# Trecho do texto
########################################

DE USINEIRO EM LEVERGER A GOVERNADOR DE MT

Quem foi Totó Paes, governador de MT que foi assassinado por opositores

Grupos políticos buscaram por anos esconder a história e desacreditar imagem de Totó Paes de Barros

Redação: Baixadacuiabananews | 31/03/2024 - 22:05
Quem foi Totó Paes, governador de MT que foi assassinado por opositores Usina de Itaicy nos dias atuais, em Santo Antônio de Leverger (Totó Paes, no detalhe)

Uma história que poucos matogrossenses sabem é que um governador do Estado, na época ainda chamado de "Presidente de Província", foi assassinado enquanto ainda estava no cargo. Cercado pela revolução armada imposta por opositores, perdeu a vida e teve a imagem difamada e os feitos de seu governo escondidos por décadas, até historiadores no fim do século passado começarem a encontrar versões diferentes do que era contado.

O protagonista dessa história é o coronel Antônio Paes de Barros, conhecido como Totó Paes, que governou Mato Grosso do período de 1903 até sua morte, em julho de 1906. Para entender como foi sua vida e como se deu a ascensão e queda na política, o MidiaNews conversou com o historiador e analista político Alfredo da Mota Menezes e com o escritor e pesquisador João Paulo Paes de Barros, que também detalharam como era o contexto político-social da época.

O historiador e analista político Alfredo da Mota Menezes

De família abastada e primogênito de doze filhos, Totó Paes seguiu os passos do pai e era usineiro, sendo o responsável pela construção da usina Itaicy, às margens do Rio Cuiabá. Ela era a primeira e mais moderna usina industrial de cana-de-açúcar do Estado.

########################################

# Informações fornecidas
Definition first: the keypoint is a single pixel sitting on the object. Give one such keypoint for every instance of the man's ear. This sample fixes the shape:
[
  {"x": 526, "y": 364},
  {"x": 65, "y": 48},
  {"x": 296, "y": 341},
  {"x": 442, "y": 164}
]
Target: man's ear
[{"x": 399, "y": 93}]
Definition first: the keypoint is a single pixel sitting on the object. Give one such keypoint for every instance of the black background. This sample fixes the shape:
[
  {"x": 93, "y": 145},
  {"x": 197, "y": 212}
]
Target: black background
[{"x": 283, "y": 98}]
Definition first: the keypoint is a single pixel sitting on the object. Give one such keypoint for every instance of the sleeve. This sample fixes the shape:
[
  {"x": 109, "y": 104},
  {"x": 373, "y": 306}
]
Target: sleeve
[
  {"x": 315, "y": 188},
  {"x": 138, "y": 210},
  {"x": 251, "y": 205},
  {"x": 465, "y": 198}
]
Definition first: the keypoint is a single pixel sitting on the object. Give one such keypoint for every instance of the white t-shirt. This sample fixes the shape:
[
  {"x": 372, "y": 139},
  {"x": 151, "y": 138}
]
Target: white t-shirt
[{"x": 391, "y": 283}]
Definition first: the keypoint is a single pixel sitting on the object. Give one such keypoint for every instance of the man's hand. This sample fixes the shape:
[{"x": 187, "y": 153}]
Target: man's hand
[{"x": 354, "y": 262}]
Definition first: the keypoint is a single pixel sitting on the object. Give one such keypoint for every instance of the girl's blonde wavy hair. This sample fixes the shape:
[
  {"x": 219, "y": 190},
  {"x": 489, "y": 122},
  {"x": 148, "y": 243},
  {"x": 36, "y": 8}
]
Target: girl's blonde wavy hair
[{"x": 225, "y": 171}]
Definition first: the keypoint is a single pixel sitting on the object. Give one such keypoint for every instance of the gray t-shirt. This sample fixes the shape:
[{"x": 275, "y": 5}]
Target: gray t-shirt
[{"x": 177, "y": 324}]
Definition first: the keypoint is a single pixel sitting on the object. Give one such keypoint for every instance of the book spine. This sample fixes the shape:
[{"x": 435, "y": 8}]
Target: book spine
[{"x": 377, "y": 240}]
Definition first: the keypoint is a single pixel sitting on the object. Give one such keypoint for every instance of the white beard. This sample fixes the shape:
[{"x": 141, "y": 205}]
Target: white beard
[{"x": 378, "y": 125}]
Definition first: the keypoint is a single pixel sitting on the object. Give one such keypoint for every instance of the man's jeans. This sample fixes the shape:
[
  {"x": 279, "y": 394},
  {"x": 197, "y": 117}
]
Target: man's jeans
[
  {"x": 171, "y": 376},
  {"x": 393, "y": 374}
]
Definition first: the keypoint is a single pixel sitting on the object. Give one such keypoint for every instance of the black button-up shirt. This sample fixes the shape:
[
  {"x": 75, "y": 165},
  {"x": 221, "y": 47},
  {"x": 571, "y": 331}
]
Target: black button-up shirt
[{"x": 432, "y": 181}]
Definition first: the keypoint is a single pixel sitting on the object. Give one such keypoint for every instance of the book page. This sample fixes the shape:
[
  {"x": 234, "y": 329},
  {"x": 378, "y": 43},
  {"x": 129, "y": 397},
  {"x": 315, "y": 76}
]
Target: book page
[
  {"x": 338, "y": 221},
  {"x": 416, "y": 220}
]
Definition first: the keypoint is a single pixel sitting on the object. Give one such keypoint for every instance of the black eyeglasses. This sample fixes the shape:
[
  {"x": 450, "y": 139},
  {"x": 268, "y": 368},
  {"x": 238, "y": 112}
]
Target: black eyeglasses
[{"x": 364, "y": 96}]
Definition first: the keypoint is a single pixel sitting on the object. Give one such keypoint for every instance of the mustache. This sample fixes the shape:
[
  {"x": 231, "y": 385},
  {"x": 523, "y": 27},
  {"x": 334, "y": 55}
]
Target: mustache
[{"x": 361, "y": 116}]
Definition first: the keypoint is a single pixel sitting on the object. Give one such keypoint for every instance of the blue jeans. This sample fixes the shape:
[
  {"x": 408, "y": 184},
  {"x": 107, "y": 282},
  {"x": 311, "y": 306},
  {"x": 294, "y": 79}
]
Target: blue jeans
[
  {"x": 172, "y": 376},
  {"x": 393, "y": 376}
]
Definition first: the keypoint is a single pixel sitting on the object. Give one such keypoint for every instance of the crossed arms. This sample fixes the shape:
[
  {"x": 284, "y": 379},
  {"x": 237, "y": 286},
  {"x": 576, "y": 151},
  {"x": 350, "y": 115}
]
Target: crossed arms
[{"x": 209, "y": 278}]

########################################

# Requisitos do exercício
Reproduza na íntegra, sem alterar uma palavra sequer, o texto sobre Totó Paes.

# Resposta completa
DE USINEIRO EM LEVERGER A GOVERNADOR DE MT

Quem foi Totó Paes, governador de MT que foi assassinado por opositores

Grupos políticos buscaram por anos esconder a história e desacreditar imagem de Totó Paes de Barros

Redação: Baixadacuiabananews | 31/03/2024 - 22:05
Quem foi Totó Paes, governador de MT que foi assassinado por opositores Usina de Itaicy nos dias atuais, em Santo Antônio de Leverger (Totó Paes, no detalhe)

Uma história que poucos matogrossenses sabem é que um governador do Estado, na época ainda chamado de "Presidente de Província", foi assassinado enquanto ainda estava no cargo. Cercado pela revolução armada imposta por opositores, perdeu a vida e teve a imagem difamada e os feitos de seu governo escondidos por décadas, até historiadores no fim do século passado começarem a encontrar versões diferentes do que era contado.

O protagonista dessa história é o coronel Antônio Paes de Barros, conhecido como Totó Paes, que governou Mato Grosso do período de 1903 até sua morte, em julho de 1906. Para entender como foi sua vida e como se deu a ascensão e queda na política, o MidiaNews conversou com o historiador e analista político Alfredo da Mota Menezes e com o escritor e pesquisador João Paulo Paes de Barros, que também detalharam como era o contexto político-social da época.

O historiador e analista político Alfredo da Mota Menezes

De família abastada e primogênito de doze filhos, Totó Paes seguiu os passos do pai e era usineiro, sendo o responsável pela construção da usina Itaicy, às margens do Rio Cuiabá. Ela era a primeira e mais moderna usina industrial de cana-de-açúcar do Estado.